* _TEXT EXCERPT_
Battles in Bungendore for voices to be heard

Michael Weaver 24 August 2020 2
Welcome to Bungendore sign highway.

Welcome to Bungendore, which is open for business as the village becomes a town. Photo: Michael Weaver.

“In Bungendore, we just don’t feel like we have a voice,” said former councillor Judith Turley, who was part of the Palerang Shire Council before its merger with Queanbeyan in 2016. “It’s our own fault, let’s face it.”

However, the voices in Bungendore are getting louder as people from the surrounding areas of Bywong, Wamboin, Sutton and Carwoola also have their say.

Some people are long-term residents who want to keep Bungendore the way it has always been: a village.

Bungendore is a steadily growing town that is predicted to triple its population in the next 30 years – according to the Bungendore Structure Plan – from about 4600 in 2019 to around 12,000 by 2048 as part of a ‘high growth scenario’.

Queanbeyan-Palerang Regional Council (QPRC) Mayor Tim Overall said the focus for Bungendore is to retain its heritage while balancing the need for medium-density housing.


READ ALSO: Council calls for Bungendore to be like Braidwood


At the heart of the town is a passionate community, but one without its own community association as can be found in nearby Bywong, Wamboin and Braidwood, the latter of which lobbied for a $400,000 playground at Ryrie Park, which opened in 2019.

On the agenda in Bungendore is a long-awaited high school near Mick Sherd Oval, a sports hub on the town’s western edge, and a car park where battlelines are being drawn over QPRC’s purchase of green space to make way for the facility in the town’s centre.

There is even indecision about whether a proposed roundabout should have a garden bed.


READ MORE: Bungendore gets its high school but not everyone’s happy about the done deal


A motion last week by Greens QPRC councillor Peter Marshall asked council to cease clearing elm trees leading to the proposed sports hub. However, because he was unable to get someone to second the motion, it never saw the light of day.

* _GIVEN PROBLEM A_
Summarize the article on Bungendore in two sentences.
* _GIVEN PROBLEM B_
Continue the article on Bungendore from its final sentence.

* _DATA EXTRACT_
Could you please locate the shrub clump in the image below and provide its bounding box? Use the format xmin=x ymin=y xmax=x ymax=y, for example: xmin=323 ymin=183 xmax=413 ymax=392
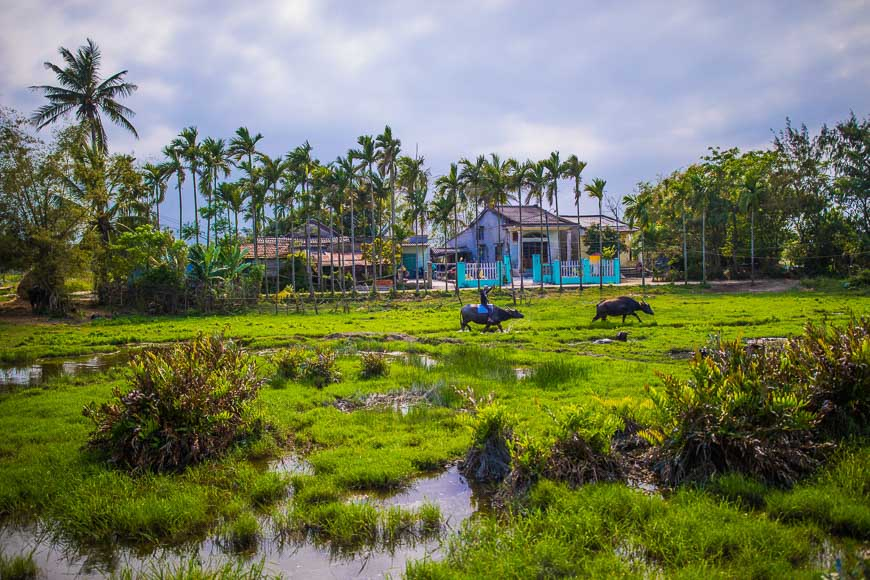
xmin=503 ymin=406 xmax=624 ymax=496
xmin=359 ymin=352 xmax=390 ymax=379
xmin=461 ymin=402 xmax=516 ymax=482
xmin=272 ymin=346 xmax=341 ymax=388
xmin=83 ymin=334 xmax=265 ymax=471
xmin=643 ymin=318 xmax=870 ymax=486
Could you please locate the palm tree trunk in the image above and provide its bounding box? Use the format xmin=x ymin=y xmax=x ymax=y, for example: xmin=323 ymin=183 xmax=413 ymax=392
xmin=598 ymin=195 xmax=604 ymax=294
xmin=680 ymin=203 xmax=689 ymax=286
xmin=538 ymin=204 xmax=550 ymax=294
xmin=749 ymin=207 xmax=755 ymax=286
xmin=574 ymin=197 xmax=583 ymax=293
xmin=701 ymin=207 xmax=707 ymax=284
xmin=453 ymin=205 xmax=459 ymax=296
xmin=350 ymin=192 xmax=356 ymax=298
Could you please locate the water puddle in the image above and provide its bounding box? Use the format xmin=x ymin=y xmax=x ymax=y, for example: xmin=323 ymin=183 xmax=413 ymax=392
xmin=0 ymin=351 xmax=130 ymax=392
xmin=0 ymin=466 xmax=487 ymax=579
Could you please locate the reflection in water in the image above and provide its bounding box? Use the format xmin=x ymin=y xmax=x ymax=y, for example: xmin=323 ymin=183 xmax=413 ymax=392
xmin=0 ymin=466 xmax=484 ymax=578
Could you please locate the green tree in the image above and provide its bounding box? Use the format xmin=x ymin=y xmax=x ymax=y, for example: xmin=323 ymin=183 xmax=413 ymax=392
xmin=583 ymin=177 xmax=607 ymax=291
xmin=30 ymin=38 xmax=139 ymax=154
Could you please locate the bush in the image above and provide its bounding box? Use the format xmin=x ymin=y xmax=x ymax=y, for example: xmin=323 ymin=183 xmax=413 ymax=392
xmin=272 ymin=346 xmax=309 ymax=381
xmin=83 ymin=334 xmax=264 ymax=471
xmin=644 ymin=318 xmax=870 ymax=485
xmin=359 ymin=352 xmax=390 ymax=379
xmin=462 ymin=403 xmax=516 ymax=482
xmin=272 ymin=346 xmax=341 ymax=388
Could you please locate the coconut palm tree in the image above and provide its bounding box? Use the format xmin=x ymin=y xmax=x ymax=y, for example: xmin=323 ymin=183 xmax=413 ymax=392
xmin=583 ymin=177 xmax=607 ymax=292
xmin=228 ymin=127 xmax=263 ymax=264
xmin=200 ymin=137 xmax=232 ymax=245
xmin=217 ymin=181 xmax=248 ymax=243
xmin=523 ymin=160 xmax=550 ymax=292
xmin=622 ymin=190 xmax=653 ymax=288
xmin=30 ymin=38 xmax=139 ymax=154
xmin=435 ymin=163 xmax=464 ymax=296
xmin=351 ymin=135 xmax=380 ymax=288
xmin=735 ymin=153 xmax=767 ymax=285
xmin=541 ymin=151 xmax=568 ymax=292
xmin=375 ymin=125 xmax=402 ymax=288
xmin=172 ymin=126 xmax=202 ymax=244
xmin=163 ymin=143 xmax=184 ymax=240
xmin=564 ymin=155 xmax=586 ymax=292
xmin=142 ymin=163 xmax=170 ymax=231
xmin=393 ymin=156 xmax=429 ymax=293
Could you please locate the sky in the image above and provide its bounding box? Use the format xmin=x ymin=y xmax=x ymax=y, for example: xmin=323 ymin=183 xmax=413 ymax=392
xmin=0 ymin=0 xmax=870 ymax=231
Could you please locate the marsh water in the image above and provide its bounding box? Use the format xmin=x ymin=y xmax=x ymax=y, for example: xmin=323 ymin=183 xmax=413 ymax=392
xmin=0 ymin=466 xmax=486 ymax=578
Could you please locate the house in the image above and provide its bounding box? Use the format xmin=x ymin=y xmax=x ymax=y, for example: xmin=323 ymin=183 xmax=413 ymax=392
xmin=402 ymin=235 xmax=432 ymax=278
xmin=446 ymin=205 xmax=580 ymax=273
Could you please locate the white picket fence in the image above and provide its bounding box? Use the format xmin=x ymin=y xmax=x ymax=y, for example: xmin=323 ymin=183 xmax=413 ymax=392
xmin=465 ymin=262 xmax=498 ymax=280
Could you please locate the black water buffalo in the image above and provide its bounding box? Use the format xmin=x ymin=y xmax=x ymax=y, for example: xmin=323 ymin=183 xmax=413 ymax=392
xmin=592 ymin=296 xmax=653 ymax=322
xmin=459 ymin=304 xmax=523 ymax=332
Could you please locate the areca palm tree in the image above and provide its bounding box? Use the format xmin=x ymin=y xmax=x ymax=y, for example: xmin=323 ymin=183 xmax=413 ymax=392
xmin=217 ymin=182 xmax=248 ymax=242
xmin=30 ymin=38 xmax=139 ymax=154
xmin=375 ymin=125 xmax=402 ymax=288
xmin=351 ymin=135 xmax=378 ymax=288
xmin=564 ymin=155 xmax=586 ymax=292
xmin=201 ymin=137 xmax=232 ymax=245
xmin=289 ymin=140 xmax=318 ymax=294
xmin=393 ymin=156 xmax=429 ymax=293
xmin=583 ymin=177 xmax=607 ymax=292
xmin=172 ymin=126 xmax=202 ymax=244
xmin=541 ymin=151 xmax=568 ymax=292
xmin=142 ymin=163 xmax=169 ymax=231
xmin=435 ymin=163 xmax=462 ymax=296
xmin=622 ymin=191 xmax=652 ymax=288
xmin=523 ymin=160 xmax=550 ymax=292
xmin=163 ymin=143 xmax=184 ymax=240
xmin=229 ymin=127 xmax=263 ymax=263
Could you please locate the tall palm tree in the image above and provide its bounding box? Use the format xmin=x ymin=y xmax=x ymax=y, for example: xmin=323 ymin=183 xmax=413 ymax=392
xmin=163 ymin=143 xmax=184 ymax=240
xmin=375 ymin=125 xmax=402 ymax=288
xmin=335 ymin=150 xmax=358 ymax=296
xmin=622 ymin=191 xmax=652 ymax=288
xmin=201 ymin=137 xmax=232 ymax=245
xmin=289 ymin=140 xmax=319 ymax=300
xmin=506 ymin=159 xmax=528 ymax=294
xmin=524 ymin=160 xmax=550 ymax=292
xmin=564 ymin=155 xmax=586 ymax=292
xmin=735 ymin=154 xmax=767 ymax=285
xmin=402 ymin=156 xmax=429 ymax=293
xmin=228 ymin=127 xmax=263 ymax=264
xmin=351 ymin=135 xmax=379 ymax=288
xmin=583 ymin=177 xmax=607 ymax=292
xmin=173 ymin=127 xmax=202 ymax=244
xmin=541 ymin=151 xmax=568 ymax=292
xmin=30 ymin=38 xmax=139 ymax=154
xmin=217 ymin=182 xmax=248 ymax=243
xmin=142 ymin=163 xmax=169 ymax=231
xmin=435 ymin=163 xmax=463 ymax=296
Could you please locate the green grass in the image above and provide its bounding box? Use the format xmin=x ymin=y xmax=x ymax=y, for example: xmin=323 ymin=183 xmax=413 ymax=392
xmin=0 ymin=287 xmax=870 ymax=577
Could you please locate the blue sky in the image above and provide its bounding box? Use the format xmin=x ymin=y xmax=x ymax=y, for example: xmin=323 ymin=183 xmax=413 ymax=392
xmin=0 ymin=0 xmax=870 ymax=231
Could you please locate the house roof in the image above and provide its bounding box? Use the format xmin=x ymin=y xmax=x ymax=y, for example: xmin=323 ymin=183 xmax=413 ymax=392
xmin=402 ymin=235 xmax=429 ymax=246
xmin=559 ymin=213 xmax=637 ymax=232
xmin=494 ymin=205 xmax=576 ymax=226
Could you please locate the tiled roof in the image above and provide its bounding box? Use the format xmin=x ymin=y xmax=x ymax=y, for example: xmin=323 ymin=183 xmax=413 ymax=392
xmin=560 ymin=214 xmax=637 ymax=232
xmin=493 ymin=205 xmax=574 ymax=226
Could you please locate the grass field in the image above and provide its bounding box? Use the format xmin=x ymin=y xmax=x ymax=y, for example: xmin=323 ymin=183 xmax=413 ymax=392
xmin=0 ymin=287 xmax=870 ymax=578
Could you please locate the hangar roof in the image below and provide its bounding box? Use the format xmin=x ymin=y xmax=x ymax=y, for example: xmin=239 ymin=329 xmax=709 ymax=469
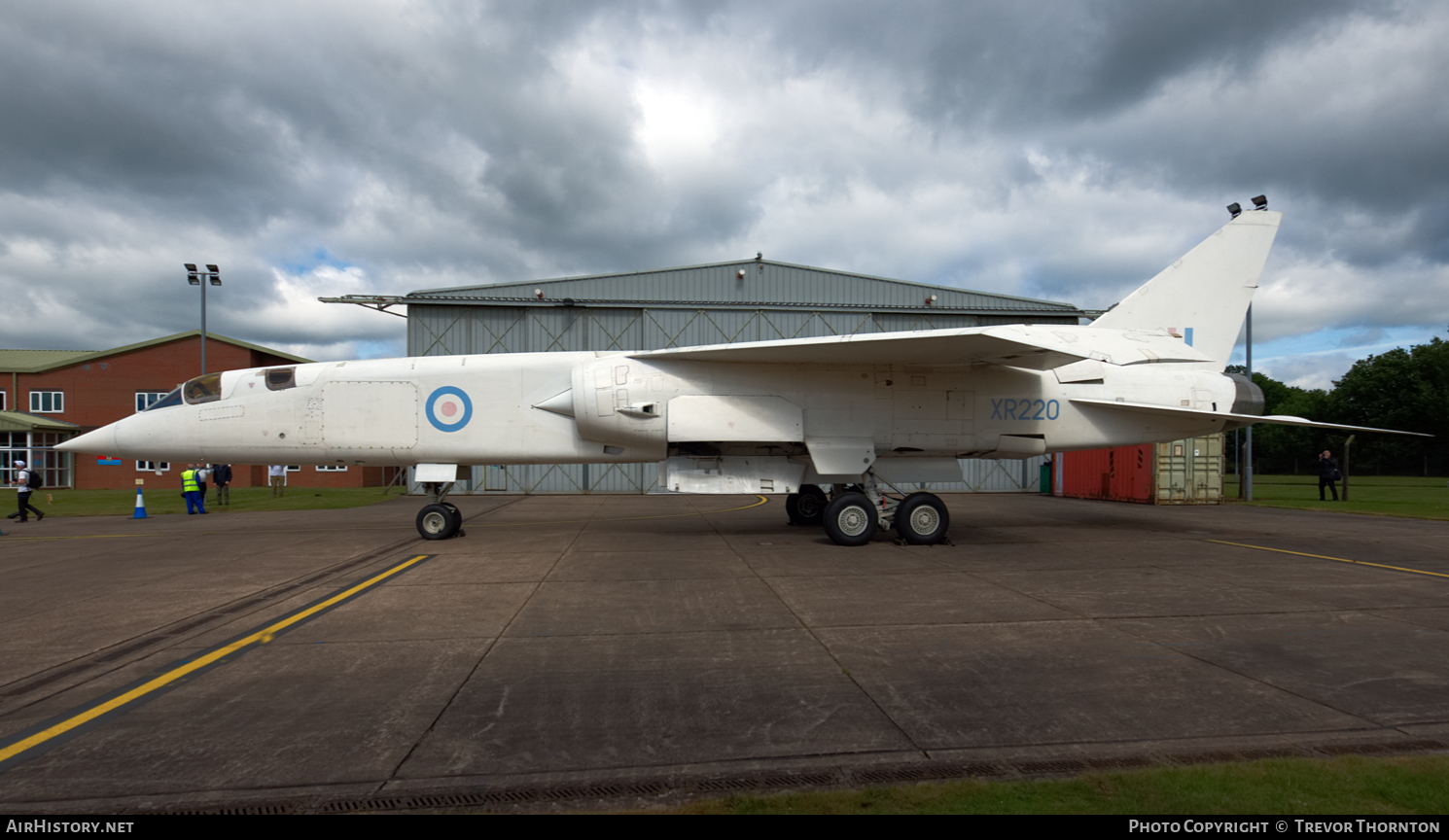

* _TASK OUTPUT A_
Former councillor Judith Turley says people in Bungendore feel they lack a voice, though voices there are growing louder as residents of Bywong, Wamboin, Sutton and Carwoola also have their say. The town is predicted to grow from about 4600 people in 2019 to around 12,000 by 2048, and its agenda includes a long-awaited high school, a sports hub and a car park, with battlelines drawn over the council's purchase of green space in the town's centre for that facility.

* _TASK OUTPUT B_
The trees were cleared last week.

Heavy machinery clearing elm trees at Bungendore.

Contractors clear elm trees at the western edge of Bungendore to make way for the town’s proposed sports hub. Photo: Michael Weaver.

Councillor Mark Schweikert is a Bungendore resident and he told Region Media the town’s heritage is not being altered by the current works.

“The idea is to promote Bungendore to tourism,” he said. “That can’t be achieved if there is nowhere to park, no sporting facilities and the town floods every time we get big rains.

“We do need an injection of heritage funding as there is no reason why Bungendore couldn’t become to Canberra what Bowral is to Sydney.”

Mr Schweikert doesn’t support people pushing to retain the village green, which has been sold to council to make way for the proposed car park.


READ ALSO: Bungendore residents seek compromise on car park conundrum


“I support the car park 100 per cent,” he said. “It is absolutely needed. There is still plenty of green space, such as Frogs Hollow, the Turallo Creek corridor and Elmslea Ponds. The new sports hub will also open more green space to the community than ever.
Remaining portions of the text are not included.